Directions for this task
Each entry below is to be duplicated verbatim.

---

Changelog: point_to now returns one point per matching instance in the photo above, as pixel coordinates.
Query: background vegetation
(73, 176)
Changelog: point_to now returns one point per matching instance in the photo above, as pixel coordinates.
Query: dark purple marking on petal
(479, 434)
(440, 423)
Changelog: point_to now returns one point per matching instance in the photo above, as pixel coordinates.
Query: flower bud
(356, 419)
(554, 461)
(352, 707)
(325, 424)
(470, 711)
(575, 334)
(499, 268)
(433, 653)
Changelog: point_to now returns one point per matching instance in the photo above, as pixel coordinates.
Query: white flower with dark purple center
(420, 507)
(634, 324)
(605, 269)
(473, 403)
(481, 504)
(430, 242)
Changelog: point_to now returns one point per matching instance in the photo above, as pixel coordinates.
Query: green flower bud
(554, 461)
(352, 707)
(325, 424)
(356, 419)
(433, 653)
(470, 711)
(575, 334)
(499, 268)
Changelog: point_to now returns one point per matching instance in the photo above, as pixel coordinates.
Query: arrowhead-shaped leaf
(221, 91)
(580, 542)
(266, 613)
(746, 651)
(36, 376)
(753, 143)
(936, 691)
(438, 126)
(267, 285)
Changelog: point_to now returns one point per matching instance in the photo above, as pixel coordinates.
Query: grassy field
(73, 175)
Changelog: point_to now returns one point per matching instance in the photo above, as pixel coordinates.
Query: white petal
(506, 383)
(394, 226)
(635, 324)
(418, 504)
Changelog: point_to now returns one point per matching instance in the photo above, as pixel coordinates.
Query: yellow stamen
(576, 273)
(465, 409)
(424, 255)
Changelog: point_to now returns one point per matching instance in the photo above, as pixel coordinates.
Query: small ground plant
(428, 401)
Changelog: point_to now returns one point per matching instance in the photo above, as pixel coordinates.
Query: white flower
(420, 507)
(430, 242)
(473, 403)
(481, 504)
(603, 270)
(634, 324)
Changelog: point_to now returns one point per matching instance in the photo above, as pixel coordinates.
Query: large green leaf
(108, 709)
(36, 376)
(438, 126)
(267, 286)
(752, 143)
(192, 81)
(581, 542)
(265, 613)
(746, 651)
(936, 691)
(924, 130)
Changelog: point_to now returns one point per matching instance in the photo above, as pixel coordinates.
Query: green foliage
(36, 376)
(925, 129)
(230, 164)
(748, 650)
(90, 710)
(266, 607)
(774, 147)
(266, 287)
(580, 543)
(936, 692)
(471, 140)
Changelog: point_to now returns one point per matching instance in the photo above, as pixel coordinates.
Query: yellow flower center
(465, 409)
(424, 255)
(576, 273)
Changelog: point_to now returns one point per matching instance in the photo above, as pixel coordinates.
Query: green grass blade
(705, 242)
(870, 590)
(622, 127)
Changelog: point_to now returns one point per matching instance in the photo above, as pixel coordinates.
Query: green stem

---

Finished answer
Changelog: point_to now returns one point per matching instance in the photo above, as pixel coordinates.
Query: background vegetation
(73, 176)
Changelog: point_to now returns one point per matching instance in the photo above, as pixel coordinates.
Query: dark purple marking on petal
(479, 434)
(440, 423)
Changelog: point_to now returns one point per matching instance in the photo above, as pixel coordinates.
Query: flower bud
(356, 419)
(554, 461)
(352, 707)
(325, 424)
(470, 711)
(575, 334)
(499, 268)
(433, 653)
Changelog: point_to now returns one point per matching instance in the photo above, as pixel coordinates.
Query: white flower with dark purple center
(420, 507)
(634, 324)
(605, 269)
(473, 403)
(481, 504)
(430, 242)
Changelog: point_to now returns one point per matching instance in the photo above, as pixel coordinates.
Query: green flower bud
(554, 461)
(352, 707)
(325, 424)
(356, 419)
(433, 653)
(470, 711)
(575, 334)
(499, 268)
Changelog: point_to now returns one point per matching instance in the photo above, as pixel coordinates.
Query: arrowhead-shaped leaf
(221, 91)
(580, 542)
(266, 613)
(746, 651)
(36, 376)
(753, 143)
(936, 691)
(438, 126)
(267, 285)
Changelog: point_to now returns one point per matching instance in the photo above, as pixel coordinates.
Query: grassy field
(73, 175)
Changelog: point_to now returns one point per matching instance in the photo above, as pixel coordinates.
Query: white petal
(506, 383)
(394, 226)
(635, 324)
(418, 504)
Changelog: point_to now returns one point per matching instance in the photo above, as pixel coordinates.
Query: yellow stamen
(576, 273)
(465, 409)
(424, 255)
Changelog: point_to now returns one point per matching instance in the photo above, as pixel coordinates.
Query: small ground plant
(428, 401)
Changelog: point_to now returns one point per matching instance in the photo above, as pixel coordinates.
Query: white flower
(420, 507)
(430, 242)
(473, 403)
(481, 504)
(603, 270)
(634, 324)
Changelog: point_to now returns one point per matching instance in the photo above, as pixel coordinates.
Query: large green leaf
(108, 709)
(36, 376)
(438, 126)
(267, 286)
(752, 143)
(192, 81)
(581, 542)
(265, 613)
(746, 651)
(936, 691)
(924, 130)
Changelog: point_to now returns one point per matching instance in the photo above, as pixel coordinates.
Query: green foliage
(36, 376)
(925, 129)
(230, 164)
(748, 650)
(90, 710)
(266, 607)
(774, 147)
(266, 287)
(580, 543)
(936, 692)
(471, 140)
Changelog: point_to now returns one point per matching instance in the photo above, as pixel coordinates.
Query: yellow flower center
(465, 409)
(424, 255)
(576, 273)
Changelog: point_to now returns one point per matching instance in the photo above, as pixel coordinates.
Query: green grass blade
(705, 242)
(870, 590)
(622, 127)
Changelog: point_to now returns one point per matching instance in the photo above, as pixel coordinates.
Query: green stem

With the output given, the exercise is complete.